Set problem = Rewrite the data below, starting at its beginning and ending at the line that contains "left=0, top=34, right=82, bottom=128", keeping all the text and offsetting every bounding-box coordinate in the answers by adding 95. Leave out the pictures.

Stored rows =
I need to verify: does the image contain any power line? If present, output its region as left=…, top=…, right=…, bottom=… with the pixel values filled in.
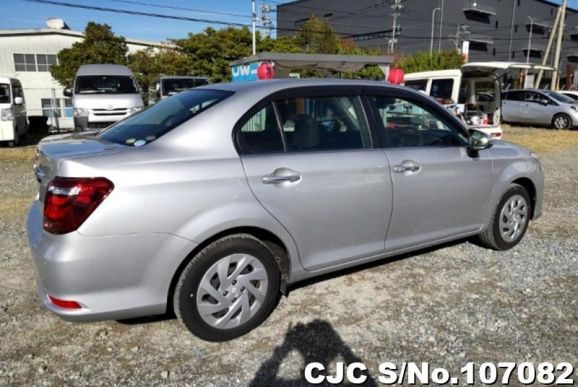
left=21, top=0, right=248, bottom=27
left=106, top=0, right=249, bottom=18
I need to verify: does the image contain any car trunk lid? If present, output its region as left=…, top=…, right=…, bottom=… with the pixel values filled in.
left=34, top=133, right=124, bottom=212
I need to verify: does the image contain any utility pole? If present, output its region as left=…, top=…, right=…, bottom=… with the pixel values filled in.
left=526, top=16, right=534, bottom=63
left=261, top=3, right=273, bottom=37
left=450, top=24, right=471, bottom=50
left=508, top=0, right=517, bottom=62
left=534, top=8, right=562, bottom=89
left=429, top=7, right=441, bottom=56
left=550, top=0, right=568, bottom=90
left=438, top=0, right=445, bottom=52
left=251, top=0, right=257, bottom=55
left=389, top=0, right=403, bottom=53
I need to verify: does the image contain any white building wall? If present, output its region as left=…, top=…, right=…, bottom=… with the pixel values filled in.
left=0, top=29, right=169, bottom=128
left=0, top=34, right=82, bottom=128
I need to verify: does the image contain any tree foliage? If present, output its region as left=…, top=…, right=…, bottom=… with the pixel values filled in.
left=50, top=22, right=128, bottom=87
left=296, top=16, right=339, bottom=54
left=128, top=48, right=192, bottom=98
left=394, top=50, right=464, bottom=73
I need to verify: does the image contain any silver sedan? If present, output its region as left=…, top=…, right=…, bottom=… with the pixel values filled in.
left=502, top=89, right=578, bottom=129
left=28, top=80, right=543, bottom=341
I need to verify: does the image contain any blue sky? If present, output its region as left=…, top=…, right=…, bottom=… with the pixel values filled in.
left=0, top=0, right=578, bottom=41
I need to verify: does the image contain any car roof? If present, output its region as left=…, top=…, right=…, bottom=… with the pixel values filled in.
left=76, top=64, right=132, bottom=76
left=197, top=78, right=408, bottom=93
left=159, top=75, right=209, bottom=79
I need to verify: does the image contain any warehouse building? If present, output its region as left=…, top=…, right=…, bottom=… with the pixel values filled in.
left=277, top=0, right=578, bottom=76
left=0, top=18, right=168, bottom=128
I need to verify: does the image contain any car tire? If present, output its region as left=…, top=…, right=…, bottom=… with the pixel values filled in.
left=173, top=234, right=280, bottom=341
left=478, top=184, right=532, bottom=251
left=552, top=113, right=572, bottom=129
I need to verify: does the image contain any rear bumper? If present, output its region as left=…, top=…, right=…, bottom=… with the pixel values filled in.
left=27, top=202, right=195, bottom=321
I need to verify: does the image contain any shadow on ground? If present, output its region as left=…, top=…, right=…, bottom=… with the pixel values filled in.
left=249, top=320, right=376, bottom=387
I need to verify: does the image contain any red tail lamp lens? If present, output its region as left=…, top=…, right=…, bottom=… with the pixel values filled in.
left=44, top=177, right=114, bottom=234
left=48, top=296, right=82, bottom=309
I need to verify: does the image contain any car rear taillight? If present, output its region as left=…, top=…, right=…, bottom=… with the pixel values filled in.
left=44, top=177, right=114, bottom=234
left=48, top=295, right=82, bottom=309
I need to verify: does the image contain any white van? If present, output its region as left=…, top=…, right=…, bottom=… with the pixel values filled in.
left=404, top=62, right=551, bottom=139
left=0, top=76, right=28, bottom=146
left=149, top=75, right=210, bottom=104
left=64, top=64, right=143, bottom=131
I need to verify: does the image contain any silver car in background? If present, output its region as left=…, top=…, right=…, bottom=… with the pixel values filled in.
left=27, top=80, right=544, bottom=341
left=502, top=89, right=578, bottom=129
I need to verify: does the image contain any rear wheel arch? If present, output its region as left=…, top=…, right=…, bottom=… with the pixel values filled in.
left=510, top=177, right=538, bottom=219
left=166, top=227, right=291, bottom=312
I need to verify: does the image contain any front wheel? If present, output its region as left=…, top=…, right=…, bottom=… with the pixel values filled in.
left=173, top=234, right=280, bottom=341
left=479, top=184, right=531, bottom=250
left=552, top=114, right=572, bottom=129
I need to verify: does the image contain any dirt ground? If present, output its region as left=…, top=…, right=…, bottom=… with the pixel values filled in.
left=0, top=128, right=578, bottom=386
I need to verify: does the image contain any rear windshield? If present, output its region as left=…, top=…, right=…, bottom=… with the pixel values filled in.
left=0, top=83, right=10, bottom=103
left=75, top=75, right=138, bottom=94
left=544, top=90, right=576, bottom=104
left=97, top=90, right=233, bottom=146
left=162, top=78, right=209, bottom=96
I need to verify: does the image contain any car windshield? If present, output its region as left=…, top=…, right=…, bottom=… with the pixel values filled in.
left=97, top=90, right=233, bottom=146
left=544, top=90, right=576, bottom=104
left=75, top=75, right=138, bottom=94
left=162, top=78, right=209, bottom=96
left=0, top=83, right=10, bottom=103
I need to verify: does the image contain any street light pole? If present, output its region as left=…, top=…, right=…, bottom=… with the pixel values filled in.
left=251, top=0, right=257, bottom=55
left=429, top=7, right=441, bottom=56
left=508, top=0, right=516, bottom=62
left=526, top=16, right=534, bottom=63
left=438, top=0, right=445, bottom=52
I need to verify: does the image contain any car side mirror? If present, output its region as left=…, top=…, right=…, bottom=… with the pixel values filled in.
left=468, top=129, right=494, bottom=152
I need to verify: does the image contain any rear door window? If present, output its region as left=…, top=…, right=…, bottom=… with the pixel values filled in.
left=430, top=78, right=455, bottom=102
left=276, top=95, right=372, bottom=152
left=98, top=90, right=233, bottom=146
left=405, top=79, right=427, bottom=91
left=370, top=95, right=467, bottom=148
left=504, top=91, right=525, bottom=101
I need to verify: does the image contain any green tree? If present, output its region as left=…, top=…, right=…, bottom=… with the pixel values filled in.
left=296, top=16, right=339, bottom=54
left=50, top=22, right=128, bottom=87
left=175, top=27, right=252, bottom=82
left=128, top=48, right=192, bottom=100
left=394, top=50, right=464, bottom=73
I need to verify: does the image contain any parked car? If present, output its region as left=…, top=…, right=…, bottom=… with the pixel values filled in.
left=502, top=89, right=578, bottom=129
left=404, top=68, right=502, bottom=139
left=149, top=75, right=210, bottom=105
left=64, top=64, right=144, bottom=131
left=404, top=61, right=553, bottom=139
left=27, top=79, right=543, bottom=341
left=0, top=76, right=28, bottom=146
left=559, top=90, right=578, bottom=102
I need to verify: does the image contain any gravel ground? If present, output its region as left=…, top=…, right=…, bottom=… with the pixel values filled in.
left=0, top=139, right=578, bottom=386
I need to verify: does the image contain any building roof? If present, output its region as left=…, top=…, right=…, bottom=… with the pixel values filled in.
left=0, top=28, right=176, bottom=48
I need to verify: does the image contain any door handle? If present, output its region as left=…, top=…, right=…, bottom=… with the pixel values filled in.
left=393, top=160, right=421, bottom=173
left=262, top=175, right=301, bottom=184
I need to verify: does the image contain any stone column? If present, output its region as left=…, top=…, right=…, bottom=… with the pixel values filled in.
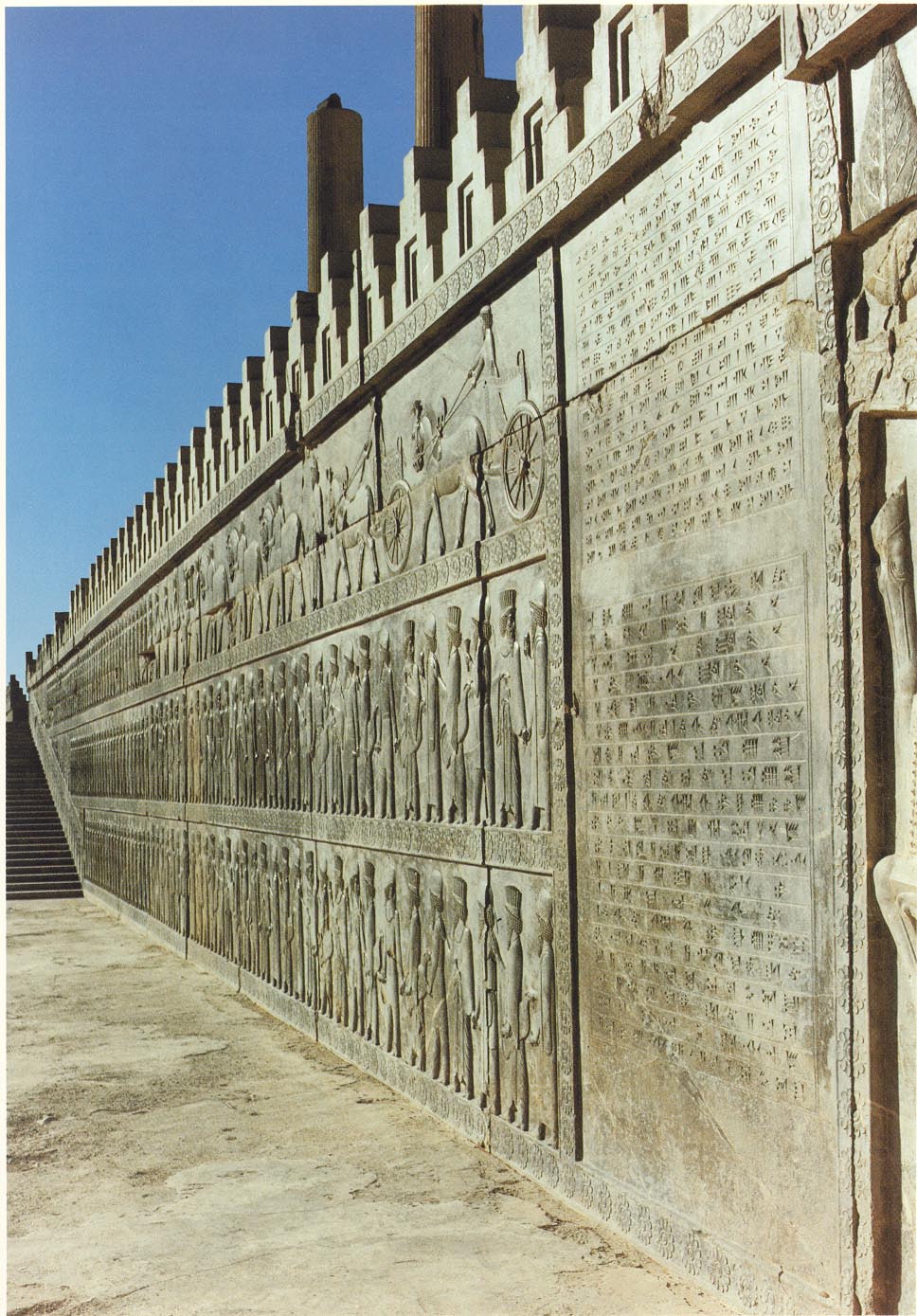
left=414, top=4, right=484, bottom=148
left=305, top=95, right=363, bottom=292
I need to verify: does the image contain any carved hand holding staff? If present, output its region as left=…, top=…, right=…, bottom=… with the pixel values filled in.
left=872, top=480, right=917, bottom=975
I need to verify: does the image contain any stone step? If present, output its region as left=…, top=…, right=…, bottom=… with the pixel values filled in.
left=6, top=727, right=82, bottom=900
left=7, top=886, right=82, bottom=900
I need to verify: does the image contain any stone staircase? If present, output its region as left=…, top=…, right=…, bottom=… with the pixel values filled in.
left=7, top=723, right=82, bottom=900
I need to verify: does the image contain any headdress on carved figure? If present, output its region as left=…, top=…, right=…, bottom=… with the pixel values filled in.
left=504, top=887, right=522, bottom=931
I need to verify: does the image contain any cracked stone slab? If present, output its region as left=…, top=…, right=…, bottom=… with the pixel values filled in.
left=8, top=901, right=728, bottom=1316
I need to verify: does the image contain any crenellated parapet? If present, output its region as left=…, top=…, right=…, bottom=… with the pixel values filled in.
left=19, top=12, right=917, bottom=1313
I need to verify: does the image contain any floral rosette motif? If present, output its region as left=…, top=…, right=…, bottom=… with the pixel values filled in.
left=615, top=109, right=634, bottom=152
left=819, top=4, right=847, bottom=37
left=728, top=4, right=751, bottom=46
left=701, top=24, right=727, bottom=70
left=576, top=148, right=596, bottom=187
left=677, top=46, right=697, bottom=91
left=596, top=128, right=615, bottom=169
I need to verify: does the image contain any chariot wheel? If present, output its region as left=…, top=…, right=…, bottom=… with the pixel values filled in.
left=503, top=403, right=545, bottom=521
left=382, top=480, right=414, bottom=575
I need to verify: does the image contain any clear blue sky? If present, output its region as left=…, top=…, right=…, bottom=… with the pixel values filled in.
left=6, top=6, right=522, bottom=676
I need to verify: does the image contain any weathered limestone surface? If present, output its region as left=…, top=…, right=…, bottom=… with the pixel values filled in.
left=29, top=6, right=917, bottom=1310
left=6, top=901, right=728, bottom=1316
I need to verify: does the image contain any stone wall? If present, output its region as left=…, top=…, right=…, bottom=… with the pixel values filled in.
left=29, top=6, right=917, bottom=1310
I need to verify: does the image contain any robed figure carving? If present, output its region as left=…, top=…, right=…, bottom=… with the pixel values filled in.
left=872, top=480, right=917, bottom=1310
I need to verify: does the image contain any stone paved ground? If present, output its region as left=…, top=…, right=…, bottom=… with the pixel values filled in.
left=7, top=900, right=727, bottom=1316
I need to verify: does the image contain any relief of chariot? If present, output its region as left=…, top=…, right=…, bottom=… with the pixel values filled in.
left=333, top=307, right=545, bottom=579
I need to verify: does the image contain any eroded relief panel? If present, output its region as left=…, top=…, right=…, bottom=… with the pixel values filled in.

Exercise result =
I need to verify: does the image contain any power line? If present, output its region as left=…, top=…, right=…, bottom=… with the pixel values filled in.
left=116, top=95, right=343, bottom=122
left=201, top=95, right=344, bottom=113
I need to verify: does the image contain any car trunk lid? If present, output its region as left=…, top=…, right=…, bottom=… with the pixel values filled in.
left=129, top=228, right=219, bottom=307
I need to verify: does the image contain any utility pole? If present, output its region as left=…, top=…, right=…, bottom=… with the pixel values filled in.
left=621, top=111, right=629, bottom=158
left=356, top=98, right=368, bottom=132
left=545, top=119, right=566, bottom=145
left=603, top=95, right=612, bottom=157
left=629, top=103, right=657, bottom=184
left=524, top=102, right=536, bottom=151
left=645, top=95, right=663, bottom=185
left=533, top=95, right=540, bottom=147
left=346, top=95, right=352, bottom=150
left=484, top=95, right=498, bottom=148
I need to verify: does the image contain any white building wall? If present, output its region as left=…, top=…, right=…, bottom=… with the pixel values filled in.
left=95, top=124, right=264, bottom=223
left=95, top=129, right=177, bottom=223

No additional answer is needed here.